→ What is being asked:
Please output all of the entries below verbatim, with nothing changed, added, or left out.

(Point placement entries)
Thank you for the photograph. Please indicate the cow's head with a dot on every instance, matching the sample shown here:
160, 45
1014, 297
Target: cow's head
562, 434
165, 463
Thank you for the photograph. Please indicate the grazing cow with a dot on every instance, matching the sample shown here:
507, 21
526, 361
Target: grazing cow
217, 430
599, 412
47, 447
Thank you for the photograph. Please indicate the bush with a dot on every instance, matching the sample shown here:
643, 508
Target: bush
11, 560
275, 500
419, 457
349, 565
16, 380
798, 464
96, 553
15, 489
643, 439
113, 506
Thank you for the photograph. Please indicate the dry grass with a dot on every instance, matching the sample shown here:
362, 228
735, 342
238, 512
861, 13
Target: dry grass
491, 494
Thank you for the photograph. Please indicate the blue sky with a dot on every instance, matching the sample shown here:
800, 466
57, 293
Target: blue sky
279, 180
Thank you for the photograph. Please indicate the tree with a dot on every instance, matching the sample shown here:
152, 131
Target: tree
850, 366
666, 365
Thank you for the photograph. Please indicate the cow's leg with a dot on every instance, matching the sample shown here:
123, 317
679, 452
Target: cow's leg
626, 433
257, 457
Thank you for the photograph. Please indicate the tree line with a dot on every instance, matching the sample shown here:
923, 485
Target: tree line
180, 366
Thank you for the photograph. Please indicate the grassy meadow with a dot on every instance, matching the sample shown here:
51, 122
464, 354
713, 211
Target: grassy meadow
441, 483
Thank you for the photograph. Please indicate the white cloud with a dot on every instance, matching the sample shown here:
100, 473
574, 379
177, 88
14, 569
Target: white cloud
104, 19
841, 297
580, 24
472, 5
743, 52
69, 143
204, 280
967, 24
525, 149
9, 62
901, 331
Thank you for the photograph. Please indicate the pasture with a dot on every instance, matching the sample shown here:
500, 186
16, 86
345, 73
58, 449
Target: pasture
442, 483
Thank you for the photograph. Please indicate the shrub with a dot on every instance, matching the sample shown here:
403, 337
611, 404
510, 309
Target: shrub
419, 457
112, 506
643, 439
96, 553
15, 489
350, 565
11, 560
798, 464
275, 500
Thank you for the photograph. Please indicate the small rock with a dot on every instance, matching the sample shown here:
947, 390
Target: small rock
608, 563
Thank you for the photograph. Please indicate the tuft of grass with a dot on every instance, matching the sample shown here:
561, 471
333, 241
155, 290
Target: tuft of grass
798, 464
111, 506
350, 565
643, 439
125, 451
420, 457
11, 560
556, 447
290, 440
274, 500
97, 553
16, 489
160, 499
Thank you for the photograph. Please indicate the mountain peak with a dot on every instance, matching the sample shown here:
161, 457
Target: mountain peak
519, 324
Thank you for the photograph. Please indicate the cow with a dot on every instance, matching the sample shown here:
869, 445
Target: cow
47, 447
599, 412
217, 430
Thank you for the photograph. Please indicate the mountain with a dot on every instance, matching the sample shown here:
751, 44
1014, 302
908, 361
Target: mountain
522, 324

→ Written response:
Thank you for the photograph. Please indicate the cow's head with a dot on every instance, matching the sample shown here:
160, 45
1014, 297
Target: cow's head
562, 434
165, 463
Thank you for the photograph. Please indicate the grazing cow with a dot on every instance, matching the sample shown here:
507, 21
526, 361
Target: grazing cow
217, 430
599, 412
47, 447
Thank you for the photograph. Please indicate the bush with a dot on every instance, matching the sample shown here:
643, 508
Target: bush
11, 560
275, 500
419, 457
349, 565
16, 380
798, 464
96, 553
15, 489
643, 439
113, 506
Thank you for the photograph. Please indicate the dry grass with a dot on every instance, matching the sample shown here:
362, 228
735, 342
238, 512
861, 13
Target: dry grass
491, 494
Thank you for the photograph. Please indicate the blue sky with a dot on every instance, matching the sample shown here:
800, 466
57, 293
Target: blue sky
279, 180
Thank you for the photograph. Please indicate the tree with a dot on every instance, matching the sample shown here:
152, 131
Target: tree
850, 366
666, 365
Thank you for the photograph. Please indicate the cow's leg with a dot on every instance, matching the sample shown here:
123, 317
679, 452
Target: cow's leg
626, 433
257, 457
Thank you for the photograph. Please indicate the tree line with a dot on every instance, matching the sample shown here:
923, 485
Target: tree line
180, 366
Thank you for the photograph. Please indicate the grassy meadow with a dot on every instance, matching the sample shown here:
51, 122
464, 354
713, 211
Target: grassy meadow
441, 483
Thank you for the photograph. Please indicate the white cloud with a dot on every instance, matching the sample shown here:
100, 473
574, 379
177, 88
14, 569
Target: white cloud
104, 19
841, 297
580, 24
472, 5
743, 52
69, 143
204, 280
967, 24
525, 149
9, 62
901, 331
Thank you for the photograph. Please indicate the pasture with a dot on every instance, matching the sample shown here:
500, 186
16, 86
345, 73
58, 449
Target: pasture
442, 483
Thank you for the photograph. Please indicate the shrub with a dot on every instance, matching the sample shown here:
403, 337
611, 404
510, 309
Target: shrub
419, 457
112, 506
643, 439
96, 553
15, 489
350, 565
11, 560
798, 464
275, 500
Thank you for the photograph. Please indicate the small rock with a dot on every instance, matching the sample shown here:
947, 390
Target: small rock
608, 563
Thank you for the photograph. Please indicate the tuft of grass with a dot on every instance, matching the sample shown here:
561, 471
333, 241
155, 290
Target: tuft of grass
798, 464
111, 506
350, 565
643, 439
125, 451
420, 457
11, 560
556, 447
290, 440
274, 500
97, 553
16, 489
160, 499
Thank you for the photograph. Please indicate the mountain peak with a dot on every instance, matching the sample shown here:
161, 457
Target: mountain peak
519, 324
Thank you for the photograph. Please indicate the cow with a dot on every instance, matching the sample shown here:
869, 445
Target: cow
47, 447
599, 412
217, 430
Thank you for the photograph. Please indicate the mountain with a dot on every instance, matching the sample shown here:
751, 44
1014, 302
908, 361
Target: mountain
522, 324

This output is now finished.